- _TASK OBJECTIVE_: Reproduce every line of the records from the one containing "Guideline: treat each distinct brick masonry" through the one containing "[226,347,607,435]", inclusive, leaving the requests unchanged. In the answers, multiply each bounding-box coordinate by 2.15 and round to the nearest whole number, with halves rounded up, and return only those lines.

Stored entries
◆ ◆ ◆ ◆ ◆

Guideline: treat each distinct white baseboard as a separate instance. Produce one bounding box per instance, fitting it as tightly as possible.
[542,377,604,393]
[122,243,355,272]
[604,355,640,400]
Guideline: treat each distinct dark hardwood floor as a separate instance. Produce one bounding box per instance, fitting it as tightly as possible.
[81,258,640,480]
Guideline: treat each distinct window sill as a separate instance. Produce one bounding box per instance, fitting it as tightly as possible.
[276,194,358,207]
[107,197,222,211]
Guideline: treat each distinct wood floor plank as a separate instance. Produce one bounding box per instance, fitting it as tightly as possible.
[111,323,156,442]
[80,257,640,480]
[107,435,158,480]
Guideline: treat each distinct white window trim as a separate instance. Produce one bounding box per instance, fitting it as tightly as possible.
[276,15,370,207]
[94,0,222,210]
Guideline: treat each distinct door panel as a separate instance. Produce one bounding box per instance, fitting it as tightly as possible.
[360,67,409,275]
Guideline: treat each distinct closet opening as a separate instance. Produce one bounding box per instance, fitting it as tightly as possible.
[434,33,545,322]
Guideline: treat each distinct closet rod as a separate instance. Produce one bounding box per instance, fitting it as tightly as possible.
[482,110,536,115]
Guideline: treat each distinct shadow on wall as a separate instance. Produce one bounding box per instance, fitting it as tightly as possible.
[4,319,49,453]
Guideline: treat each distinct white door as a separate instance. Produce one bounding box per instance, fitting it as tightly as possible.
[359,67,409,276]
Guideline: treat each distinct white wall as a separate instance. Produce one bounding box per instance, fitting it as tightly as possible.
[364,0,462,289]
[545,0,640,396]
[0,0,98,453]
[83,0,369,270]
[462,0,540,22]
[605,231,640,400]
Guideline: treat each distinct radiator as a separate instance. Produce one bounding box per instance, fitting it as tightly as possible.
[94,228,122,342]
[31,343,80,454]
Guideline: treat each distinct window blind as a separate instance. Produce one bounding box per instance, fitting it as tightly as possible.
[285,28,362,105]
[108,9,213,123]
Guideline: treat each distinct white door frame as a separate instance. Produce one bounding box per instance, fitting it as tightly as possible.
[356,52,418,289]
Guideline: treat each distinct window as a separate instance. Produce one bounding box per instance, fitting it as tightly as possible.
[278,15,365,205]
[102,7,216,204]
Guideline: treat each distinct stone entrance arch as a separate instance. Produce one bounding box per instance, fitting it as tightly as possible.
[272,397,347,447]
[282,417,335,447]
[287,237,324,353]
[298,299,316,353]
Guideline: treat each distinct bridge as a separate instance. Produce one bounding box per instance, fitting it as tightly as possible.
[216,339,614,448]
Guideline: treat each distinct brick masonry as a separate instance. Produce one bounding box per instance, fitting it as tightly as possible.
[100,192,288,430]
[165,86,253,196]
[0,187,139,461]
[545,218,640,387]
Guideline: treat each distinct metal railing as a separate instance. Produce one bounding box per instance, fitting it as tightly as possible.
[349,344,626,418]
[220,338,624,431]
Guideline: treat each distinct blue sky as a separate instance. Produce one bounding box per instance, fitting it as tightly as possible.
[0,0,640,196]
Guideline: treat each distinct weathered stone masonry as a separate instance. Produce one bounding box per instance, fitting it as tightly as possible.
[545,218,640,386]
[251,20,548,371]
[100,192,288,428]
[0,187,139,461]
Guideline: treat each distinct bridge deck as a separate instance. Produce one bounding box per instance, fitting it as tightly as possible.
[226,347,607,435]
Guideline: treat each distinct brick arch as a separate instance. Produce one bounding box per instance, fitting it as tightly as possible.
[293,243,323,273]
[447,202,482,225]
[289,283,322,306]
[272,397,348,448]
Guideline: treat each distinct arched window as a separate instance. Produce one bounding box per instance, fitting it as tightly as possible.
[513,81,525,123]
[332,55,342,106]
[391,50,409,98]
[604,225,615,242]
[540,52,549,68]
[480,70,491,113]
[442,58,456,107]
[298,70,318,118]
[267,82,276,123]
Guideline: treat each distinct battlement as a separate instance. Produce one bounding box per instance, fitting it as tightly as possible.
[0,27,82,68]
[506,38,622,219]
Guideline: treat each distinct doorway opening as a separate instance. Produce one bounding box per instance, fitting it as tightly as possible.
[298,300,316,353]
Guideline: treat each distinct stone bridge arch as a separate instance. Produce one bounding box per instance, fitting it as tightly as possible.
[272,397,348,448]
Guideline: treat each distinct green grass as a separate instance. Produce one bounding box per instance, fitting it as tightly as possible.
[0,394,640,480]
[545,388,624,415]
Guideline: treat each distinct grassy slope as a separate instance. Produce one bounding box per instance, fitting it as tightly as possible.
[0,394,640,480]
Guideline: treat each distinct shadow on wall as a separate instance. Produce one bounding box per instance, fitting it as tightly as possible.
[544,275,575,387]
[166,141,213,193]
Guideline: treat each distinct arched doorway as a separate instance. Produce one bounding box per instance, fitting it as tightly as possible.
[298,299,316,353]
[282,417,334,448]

◆ ◆ ◆ ◆ ◆

- _FULL OUTPUT_:
Guideline: treat each distinct brick masonry as a separate instance. Produce one bounding box per instance, fitting it as tightly as possible.
[215,413,619,925]
[355,185,544,421]
[0,402,299,991]
[1172,469,1376,832]
Guideline: treat each distinct metal railing as a separate instance. Produce one bounding box per instance, fitting it as tightly as possible.
[750,740,1346,899]
[473,727,1342,927]
Guideline: treat each distinct blue sky as a separate instance. Produce one bounding box per instance, fitting it as tightly as possible.
[0,0,1376,421]
Guideline: treat each distinct weathered stone masonry as a separate instance. Produce one bounding box per instance, fitting it as tightly as possible.
[1172,469,1376,830]
[540,43,1178,798]
[215,413,619,920]
[0,402,299,991]
Guideline: treat each distinct bridge deck as a separate instance. Produce one bounding box per instance, fitting it as tightly as possible.
[486,746,1305,935]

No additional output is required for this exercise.